What is needed: Starting at the line that contains "Question. Place one point on every instance of the residential" and ending at the last line of the entries, write out every line again. Add 18 to each x and y coordinate listed after a "Target:" line, and leave all other lines unchanged.

** START **

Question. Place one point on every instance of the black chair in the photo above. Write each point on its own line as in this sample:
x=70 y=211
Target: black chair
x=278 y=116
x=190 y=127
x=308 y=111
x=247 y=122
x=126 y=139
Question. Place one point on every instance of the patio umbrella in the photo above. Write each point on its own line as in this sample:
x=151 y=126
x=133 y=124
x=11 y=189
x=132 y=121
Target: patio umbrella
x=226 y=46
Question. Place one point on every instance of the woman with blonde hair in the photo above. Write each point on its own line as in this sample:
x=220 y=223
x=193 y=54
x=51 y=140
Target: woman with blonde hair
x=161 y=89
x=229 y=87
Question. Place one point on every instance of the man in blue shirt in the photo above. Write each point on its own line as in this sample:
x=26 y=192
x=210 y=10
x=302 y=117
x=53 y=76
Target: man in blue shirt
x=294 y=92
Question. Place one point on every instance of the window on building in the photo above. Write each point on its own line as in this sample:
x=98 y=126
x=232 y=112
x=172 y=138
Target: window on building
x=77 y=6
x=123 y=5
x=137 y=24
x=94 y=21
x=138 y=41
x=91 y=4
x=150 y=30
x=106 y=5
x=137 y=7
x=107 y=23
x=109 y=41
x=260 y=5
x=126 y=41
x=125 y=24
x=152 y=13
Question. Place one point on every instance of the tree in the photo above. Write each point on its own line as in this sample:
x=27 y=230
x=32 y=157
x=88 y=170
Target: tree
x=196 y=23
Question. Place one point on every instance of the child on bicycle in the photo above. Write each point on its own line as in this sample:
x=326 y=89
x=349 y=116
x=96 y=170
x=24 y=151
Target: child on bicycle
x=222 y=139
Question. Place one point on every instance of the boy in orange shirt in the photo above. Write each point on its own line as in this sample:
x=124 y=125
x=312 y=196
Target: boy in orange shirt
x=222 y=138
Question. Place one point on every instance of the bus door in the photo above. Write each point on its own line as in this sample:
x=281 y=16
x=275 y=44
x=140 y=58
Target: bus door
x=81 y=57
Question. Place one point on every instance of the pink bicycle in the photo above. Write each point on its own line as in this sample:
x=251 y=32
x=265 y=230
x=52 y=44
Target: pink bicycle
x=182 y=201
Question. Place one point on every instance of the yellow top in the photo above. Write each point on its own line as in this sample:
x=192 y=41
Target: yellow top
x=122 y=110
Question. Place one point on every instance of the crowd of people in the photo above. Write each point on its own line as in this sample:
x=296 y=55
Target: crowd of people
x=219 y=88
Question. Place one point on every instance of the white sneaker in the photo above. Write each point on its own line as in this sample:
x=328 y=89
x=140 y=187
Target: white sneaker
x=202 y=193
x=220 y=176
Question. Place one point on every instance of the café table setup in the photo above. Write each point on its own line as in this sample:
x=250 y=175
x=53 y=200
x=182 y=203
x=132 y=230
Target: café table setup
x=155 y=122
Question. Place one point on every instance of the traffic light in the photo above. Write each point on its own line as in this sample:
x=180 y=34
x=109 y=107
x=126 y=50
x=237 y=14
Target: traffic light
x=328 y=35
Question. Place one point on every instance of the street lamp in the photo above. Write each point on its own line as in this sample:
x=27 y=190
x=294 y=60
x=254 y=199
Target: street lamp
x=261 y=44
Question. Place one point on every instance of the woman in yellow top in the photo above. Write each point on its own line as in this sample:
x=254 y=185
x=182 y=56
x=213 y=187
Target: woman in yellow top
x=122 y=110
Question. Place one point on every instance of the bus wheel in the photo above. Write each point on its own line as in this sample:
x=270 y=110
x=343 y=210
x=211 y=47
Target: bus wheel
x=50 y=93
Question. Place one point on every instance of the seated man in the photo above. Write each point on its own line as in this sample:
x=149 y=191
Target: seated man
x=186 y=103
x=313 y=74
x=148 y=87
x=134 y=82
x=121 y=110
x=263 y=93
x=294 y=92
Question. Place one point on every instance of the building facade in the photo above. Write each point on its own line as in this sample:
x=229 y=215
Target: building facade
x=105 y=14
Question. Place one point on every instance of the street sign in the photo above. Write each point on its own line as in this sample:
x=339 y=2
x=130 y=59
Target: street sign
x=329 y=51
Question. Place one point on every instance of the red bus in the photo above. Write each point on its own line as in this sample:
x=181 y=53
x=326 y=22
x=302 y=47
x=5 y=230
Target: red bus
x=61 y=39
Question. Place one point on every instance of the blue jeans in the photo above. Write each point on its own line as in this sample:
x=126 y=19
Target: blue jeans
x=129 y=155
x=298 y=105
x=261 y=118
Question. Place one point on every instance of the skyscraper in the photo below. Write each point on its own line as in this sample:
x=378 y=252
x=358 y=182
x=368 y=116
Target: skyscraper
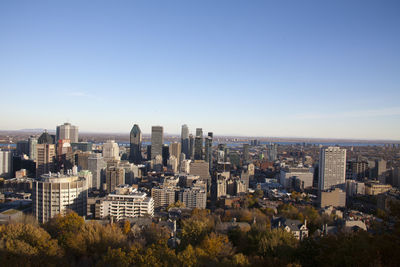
x=157 y=141
x=175 y=150
x=332 y=168
x=110 y=151
x=191 y=146
x=67 y=131
x=5 y=164
x=135 y=155
x=208 y=149
x=245 y=152
x=272 y=152
x=45 y=154
x=96 y=165
x=198 y=144
x=32 y=142
x=185 y=140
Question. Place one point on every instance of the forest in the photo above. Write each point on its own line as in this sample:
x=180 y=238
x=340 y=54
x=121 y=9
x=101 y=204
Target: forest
x=70 y=241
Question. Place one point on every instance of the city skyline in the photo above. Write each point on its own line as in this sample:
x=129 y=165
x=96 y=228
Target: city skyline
x=307 y=70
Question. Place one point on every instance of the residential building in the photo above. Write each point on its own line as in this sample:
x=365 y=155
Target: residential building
x=110 y=151
x=157 y=141
x=332 y=168
x=135 y=154
x=54 y=194
x=67 y=131
x=123 y=203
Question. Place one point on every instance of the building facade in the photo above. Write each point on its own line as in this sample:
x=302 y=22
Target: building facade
x=332 y=168
x=54 y=194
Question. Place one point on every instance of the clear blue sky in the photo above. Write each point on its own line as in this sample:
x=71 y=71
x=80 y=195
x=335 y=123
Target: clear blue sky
x=255 y=68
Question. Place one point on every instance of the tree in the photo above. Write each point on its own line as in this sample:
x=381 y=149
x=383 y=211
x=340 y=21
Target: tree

** END **

Output for this task:
Question. Place one point on every instance of the residential building in the photo above. Write each point on its own line as in this sample:
x=365 y=155
Target: residential building
x=128 y=169
x=175 y=159
x=350 y=186
x=153 y=172
x=72 y=212
x=85 y=149
x=141 y=221
Question. Place one point on every instance of the building facade in the photo above. Write each point on its own line as in this sample:
x=302 y=22
Target: building facade
x=350 y=186
x=72 y=212
Question. Place one point on every instance of the clear blue sky in the photo above. Write each point on its own line as in this sample:
x=71 y=71
x=80 y=195
x=335 y=123
Target: clear blue sky
x=273 y=86
Question. Place one point on every instance of the tree in the photo above. Write each point on its own line as in this sample:
x=381 y=149
x=383 y=211
x=340 y=21
Target: tree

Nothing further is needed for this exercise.